Only the lines from the one containing "Pick out every instance of the beige trousers" through the last line below should be written out, exactly and with both ends kept.
-=-=-=-=-
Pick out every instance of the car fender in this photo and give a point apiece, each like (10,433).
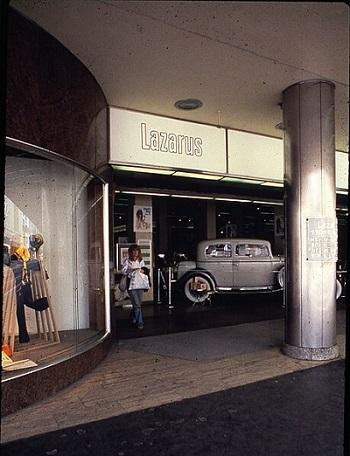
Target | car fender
(203,273)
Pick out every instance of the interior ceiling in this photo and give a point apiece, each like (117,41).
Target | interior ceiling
(236,57)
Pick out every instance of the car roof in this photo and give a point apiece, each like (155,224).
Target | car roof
(235,240)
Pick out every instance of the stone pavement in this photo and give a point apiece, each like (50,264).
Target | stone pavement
(298,414)
(153,371)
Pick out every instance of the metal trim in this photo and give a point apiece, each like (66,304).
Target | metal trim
(50,154)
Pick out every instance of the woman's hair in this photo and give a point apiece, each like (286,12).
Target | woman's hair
(134,247)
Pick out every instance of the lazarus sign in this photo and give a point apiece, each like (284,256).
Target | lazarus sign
(170,142)
(145,139)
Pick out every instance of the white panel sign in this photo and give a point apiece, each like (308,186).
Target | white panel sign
(257,156)
(145,139)
(342,169)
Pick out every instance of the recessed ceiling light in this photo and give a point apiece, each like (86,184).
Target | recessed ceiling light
(188,104)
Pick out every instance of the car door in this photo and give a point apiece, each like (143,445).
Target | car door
(218,261)
(252,265)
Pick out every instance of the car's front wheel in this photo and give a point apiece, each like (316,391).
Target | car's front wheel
(197,288)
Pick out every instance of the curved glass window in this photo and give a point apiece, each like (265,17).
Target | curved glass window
(53,289)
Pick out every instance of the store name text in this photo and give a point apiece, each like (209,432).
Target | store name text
(170,142)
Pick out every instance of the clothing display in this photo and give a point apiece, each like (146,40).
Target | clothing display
(9,307)
(25,284)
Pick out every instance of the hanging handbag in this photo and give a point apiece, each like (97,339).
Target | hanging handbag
(39,304)
(123,284)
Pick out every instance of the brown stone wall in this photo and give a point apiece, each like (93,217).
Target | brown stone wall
(53,101)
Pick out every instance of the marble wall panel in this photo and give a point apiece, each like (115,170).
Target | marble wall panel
(53,101)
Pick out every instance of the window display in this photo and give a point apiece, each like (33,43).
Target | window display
(53,257)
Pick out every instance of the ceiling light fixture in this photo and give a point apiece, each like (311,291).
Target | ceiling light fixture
(241,180)
(273,184)
(192,197)
(196,175)
(139,169)
(144,193)
(188,104)
(235,200)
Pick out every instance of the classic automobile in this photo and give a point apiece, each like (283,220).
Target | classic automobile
(235,265)
(230,265)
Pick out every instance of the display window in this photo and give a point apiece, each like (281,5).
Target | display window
(53,262)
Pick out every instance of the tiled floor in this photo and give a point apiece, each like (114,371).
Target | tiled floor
(143,373)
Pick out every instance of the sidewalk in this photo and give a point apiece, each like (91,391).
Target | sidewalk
(149,372)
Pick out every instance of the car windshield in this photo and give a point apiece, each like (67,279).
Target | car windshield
(252,250)
(219,250)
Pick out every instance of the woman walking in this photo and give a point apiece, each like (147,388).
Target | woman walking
(134,268)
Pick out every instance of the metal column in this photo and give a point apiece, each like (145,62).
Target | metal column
(311,234)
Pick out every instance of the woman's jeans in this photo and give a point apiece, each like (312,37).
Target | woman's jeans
(136,301)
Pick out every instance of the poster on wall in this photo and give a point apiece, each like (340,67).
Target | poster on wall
(143,219)
(279,225)
(122,252)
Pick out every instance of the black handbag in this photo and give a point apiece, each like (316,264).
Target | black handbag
(39,304)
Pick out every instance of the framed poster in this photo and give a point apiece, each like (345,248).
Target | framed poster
(143,219)
(121,252)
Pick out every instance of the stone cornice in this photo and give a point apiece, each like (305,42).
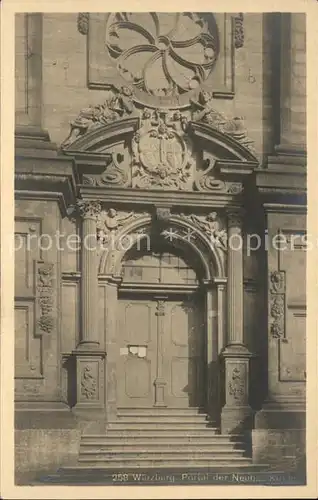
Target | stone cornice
(126,196)
(282,184)
(228,146)
(100,135)
(41,175)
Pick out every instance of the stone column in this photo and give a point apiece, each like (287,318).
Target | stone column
(90,378)
(236,413)
(89,211)
(293,82)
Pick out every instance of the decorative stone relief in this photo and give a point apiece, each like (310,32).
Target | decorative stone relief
(82,22)
(88,383)
(45,297)
(119,105)
(277,304)
(89,208)
(236,385)
(166,54)
(206,178)
(163,214)
(239,30)
(160,308)
(211,226)
(116,173)
(162,152)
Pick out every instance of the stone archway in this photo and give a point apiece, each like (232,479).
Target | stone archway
(161,302)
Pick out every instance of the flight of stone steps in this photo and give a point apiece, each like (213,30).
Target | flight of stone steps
(163,438)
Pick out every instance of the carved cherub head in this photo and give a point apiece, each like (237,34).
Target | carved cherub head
(111,212)
(212,216)
(126,91)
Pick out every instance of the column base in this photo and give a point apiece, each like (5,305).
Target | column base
(236,419)
(88,345)
(90,379)
(236,415)
(281,414)
(279,437)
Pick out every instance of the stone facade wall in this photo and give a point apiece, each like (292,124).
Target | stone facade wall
(51,89)
(65,92)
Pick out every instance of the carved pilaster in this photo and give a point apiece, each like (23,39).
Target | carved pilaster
(160,382)
(277,304)
(236,413)
(89,380)
(88,355)
(235,278)
(89,210)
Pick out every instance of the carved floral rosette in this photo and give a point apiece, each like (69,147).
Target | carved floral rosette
(236,384)
(88,382)
(45,297)
(162,152)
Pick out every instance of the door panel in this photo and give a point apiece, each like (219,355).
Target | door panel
(169,346)
(137,341)
(184,353)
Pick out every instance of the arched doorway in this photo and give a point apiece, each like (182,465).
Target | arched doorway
(161,329)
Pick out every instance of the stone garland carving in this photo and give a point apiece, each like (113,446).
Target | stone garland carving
(82,22)
(115,107)
(236,386)
(160,308)
(163,214)
(239,30)
(211,226)
(277,304)
(158,128)
(164,57)
(45,298)
(162,152)
(111,221)
(116,173)
(88,383)
(88,208)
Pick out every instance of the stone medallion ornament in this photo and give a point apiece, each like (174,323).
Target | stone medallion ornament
(161,152)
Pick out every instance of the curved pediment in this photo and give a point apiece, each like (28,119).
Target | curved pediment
(99,137)
(224,146)
(191,150)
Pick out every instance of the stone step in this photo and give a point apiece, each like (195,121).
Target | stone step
(164,461)
(146,446)
(158,439)
(163,431)
(103,474)
(155,425)
(161,410)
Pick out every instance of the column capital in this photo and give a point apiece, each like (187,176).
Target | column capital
(89,209)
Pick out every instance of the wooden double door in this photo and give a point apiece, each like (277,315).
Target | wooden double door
(161,358)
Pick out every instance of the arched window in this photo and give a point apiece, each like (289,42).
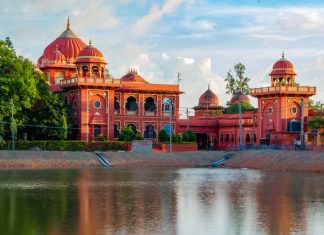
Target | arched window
(131,104)
(167,107)
(149,104)
(149,132)
(227,138)
(116,131)
(116,104)
(168,129)
(247,138)
(133,128)
(84,71)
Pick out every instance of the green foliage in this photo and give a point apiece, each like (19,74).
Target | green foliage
(163,136)
(217,112)
(315,105)
(17,82)
(234,108)
(316,123)
(139,136)
(61,145)
(127,134)
(239,83)
(177,138)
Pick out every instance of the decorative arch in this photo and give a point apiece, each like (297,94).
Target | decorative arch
(131,104)
(149,132)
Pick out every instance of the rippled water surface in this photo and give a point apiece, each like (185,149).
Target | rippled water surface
(160,201)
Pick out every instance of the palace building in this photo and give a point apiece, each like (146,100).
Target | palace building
(103,105)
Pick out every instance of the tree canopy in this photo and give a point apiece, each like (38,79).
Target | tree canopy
(238,83)
(315,105)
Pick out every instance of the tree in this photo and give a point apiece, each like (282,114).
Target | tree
(237,84)
(127,134)
(315,105)
(17,82)
(234,108)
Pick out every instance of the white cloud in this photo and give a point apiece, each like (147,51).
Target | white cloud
(186,60)
(154,16)
(165,56)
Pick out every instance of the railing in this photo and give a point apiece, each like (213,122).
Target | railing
(103,81)
(307,89)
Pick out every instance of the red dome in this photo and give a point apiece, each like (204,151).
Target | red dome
(90,54)
(208,98)
(133,76)
(68,43)
(236,98)
(283,67)
(56,57)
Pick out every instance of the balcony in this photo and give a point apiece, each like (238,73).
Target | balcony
(295,90)
(90,82)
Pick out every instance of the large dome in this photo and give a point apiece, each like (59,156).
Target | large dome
(90,54)
(56,57)
(208,98)
(133,76)
(283,67)
(68,43)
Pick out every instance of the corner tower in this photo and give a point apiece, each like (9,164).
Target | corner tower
(283,106)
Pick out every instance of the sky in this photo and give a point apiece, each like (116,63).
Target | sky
(200,39)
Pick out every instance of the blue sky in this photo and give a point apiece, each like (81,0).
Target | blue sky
(200,39)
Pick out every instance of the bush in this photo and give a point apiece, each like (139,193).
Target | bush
(177,138)
(66,145)
(191,136)
(163,136)
(127,134)
(139,136)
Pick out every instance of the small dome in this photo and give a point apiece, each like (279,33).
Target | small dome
(283,67)
(236,98)
(90,54)
(56,57)
(133,76)
(208,98)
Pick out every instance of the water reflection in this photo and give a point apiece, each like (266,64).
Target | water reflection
(160,201)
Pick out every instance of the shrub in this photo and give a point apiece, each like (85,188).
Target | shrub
(191,136)
(66,145)
(163,136)
(139,136)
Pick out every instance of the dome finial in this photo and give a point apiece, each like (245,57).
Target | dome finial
(68,23)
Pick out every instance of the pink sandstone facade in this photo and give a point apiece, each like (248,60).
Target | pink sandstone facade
(103,105)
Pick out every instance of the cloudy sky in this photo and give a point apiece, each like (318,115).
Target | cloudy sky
(201,39)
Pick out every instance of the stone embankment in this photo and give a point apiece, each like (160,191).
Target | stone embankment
(64,159)
(286,160)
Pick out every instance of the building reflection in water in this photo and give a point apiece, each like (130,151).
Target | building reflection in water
(160,201)
(126,202)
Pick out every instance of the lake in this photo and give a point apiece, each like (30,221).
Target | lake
(160,201)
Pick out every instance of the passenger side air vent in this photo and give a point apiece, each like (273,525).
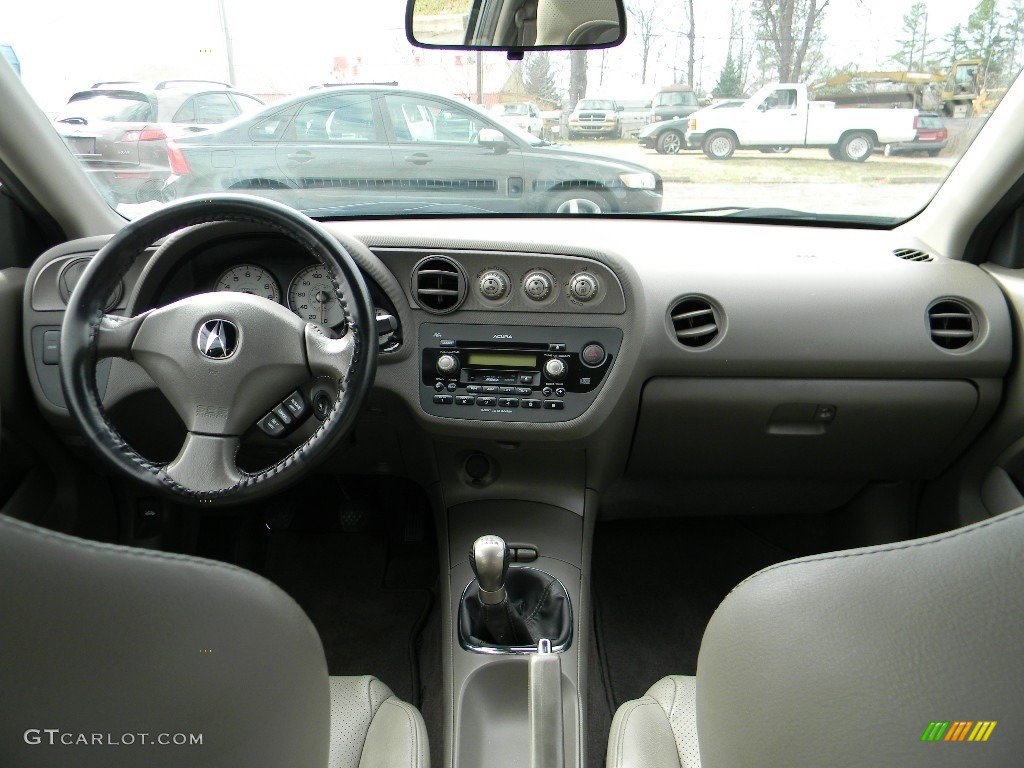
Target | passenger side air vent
(912,254)
(951,324)
(695,321)
(438,285)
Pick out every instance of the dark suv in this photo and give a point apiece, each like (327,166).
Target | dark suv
(379,150)
(119,130)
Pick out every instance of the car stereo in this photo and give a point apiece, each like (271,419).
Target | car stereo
(513,373)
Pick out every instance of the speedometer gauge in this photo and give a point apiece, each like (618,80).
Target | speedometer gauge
(311,296)
(250,279)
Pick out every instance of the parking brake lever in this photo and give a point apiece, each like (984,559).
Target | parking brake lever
(546,745)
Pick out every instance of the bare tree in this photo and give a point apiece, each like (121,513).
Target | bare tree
(578,76)
(790,28)
(645,27)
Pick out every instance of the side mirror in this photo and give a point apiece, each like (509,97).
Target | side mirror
(494,139)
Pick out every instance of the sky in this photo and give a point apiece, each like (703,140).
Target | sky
(287,45)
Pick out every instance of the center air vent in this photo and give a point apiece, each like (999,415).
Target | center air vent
(912,254)
(951,324)
(438,284)
(695,321)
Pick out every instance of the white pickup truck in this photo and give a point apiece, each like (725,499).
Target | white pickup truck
(781,116)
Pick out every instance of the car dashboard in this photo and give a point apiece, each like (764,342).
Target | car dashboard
(736,371)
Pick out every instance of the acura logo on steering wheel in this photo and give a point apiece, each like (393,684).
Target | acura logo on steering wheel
(217,339)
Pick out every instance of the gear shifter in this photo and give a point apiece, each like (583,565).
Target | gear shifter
(489,559)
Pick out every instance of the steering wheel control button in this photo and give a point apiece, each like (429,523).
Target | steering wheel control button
(448,365)
(271,425)
(537,286)
(51,347)
(583,287)
(322,404)
(217,339)
(494,285)
(296,404)
(555,369)
(593,354)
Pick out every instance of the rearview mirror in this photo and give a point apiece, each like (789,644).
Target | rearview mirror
(515,26)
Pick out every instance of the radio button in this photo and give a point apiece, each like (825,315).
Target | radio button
(583,287)
(494,285)
(593,354)
(448,365)
(537,286)
(555,369)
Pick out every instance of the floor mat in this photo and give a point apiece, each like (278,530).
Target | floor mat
(366,629)
(655,584)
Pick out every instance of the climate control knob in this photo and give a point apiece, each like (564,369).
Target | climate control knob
(448,365)
(494,285)
(537,286)
(583,287)
(555,369)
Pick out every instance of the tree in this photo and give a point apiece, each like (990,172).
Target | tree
(578,76)
(788,31)
(984,34)
(728,82)
(645,16)
(913,46)
(540,79)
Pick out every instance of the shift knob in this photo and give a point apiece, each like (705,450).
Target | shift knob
(489,559)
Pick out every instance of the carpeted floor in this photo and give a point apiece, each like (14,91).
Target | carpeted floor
(655,585)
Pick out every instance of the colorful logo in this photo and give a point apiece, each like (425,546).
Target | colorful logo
(958,730)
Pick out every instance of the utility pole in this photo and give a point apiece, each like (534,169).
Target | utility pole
(227,42)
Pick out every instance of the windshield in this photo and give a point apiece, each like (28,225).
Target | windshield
(399,129)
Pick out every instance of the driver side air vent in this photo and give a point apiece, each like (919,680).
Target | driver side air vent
(438,285)
(951,324)
(912,254)
(695,322)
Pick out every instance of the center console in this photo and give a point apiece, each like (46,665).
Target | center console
(513,373)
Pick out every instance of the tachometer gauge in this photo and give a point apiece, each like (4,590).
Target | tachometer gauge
(311,297)
(250,279)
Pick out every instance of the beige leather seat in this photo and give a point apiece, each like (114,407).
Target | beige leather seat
(897,654)
(115,656)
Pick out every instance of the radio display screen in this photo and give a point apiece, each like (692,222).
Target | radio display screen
(502,359)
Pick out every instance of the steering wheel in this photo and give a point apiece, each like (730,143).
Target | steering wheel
(222,359)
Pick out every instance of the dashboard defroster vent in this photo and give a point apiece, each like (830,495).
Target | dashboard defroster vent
(695,321)
(438,284)
(951,324)
(912,254)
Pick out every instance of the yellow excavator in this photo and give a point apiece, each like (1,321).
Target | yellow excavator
(955,93)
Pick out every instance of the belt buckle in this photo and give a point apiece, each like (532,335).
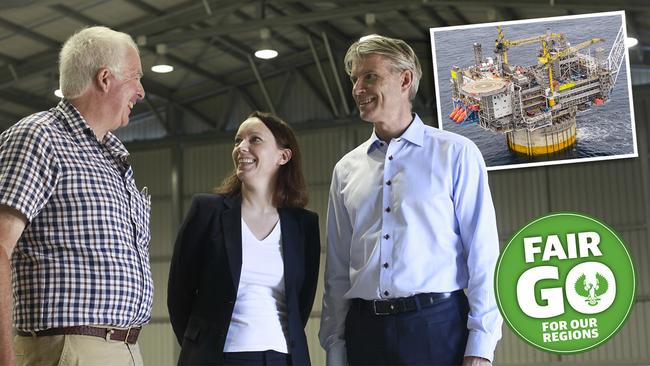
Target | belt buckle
(109,333)
(126,338)
(374,307)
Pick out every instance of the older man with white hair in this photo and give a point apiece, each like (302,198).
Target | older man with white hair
(74,228)
(410,226)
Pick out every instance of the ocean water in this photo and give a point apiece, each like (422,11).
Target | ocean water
(601,131)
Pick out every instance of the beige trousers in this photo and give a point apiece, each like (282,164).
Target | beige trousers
(75,350)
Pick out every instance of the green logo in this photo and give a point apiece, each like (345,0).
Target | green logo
(565,283)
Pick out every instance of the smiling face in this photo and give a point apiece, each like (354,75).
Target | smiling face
(125,89)
(379,90)
(256,154)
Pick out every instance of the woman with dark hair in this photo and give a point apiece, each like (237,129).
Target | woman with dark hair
(243,275)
-=-=-=-=-
** Reply **
Pick out every instance of the beige trousers in this photo and give a point apiece, each like (282,164).
Target | beige trousers
(75,350)
Pick out every instance of the green logo in this photo and give a point apiece, each like (345,0).
Target | green logo
(565,283)
Pick out every instance of the smiling face in this photo and give a point apiece, each like (354,75).
Target | smiling face
(125,89)
(379,90)
(256,154)
Pick out every instance of the woman with dark hair in this photo and give a point apiece, each like (237,129).
Target | woman with dark hair
(243,275)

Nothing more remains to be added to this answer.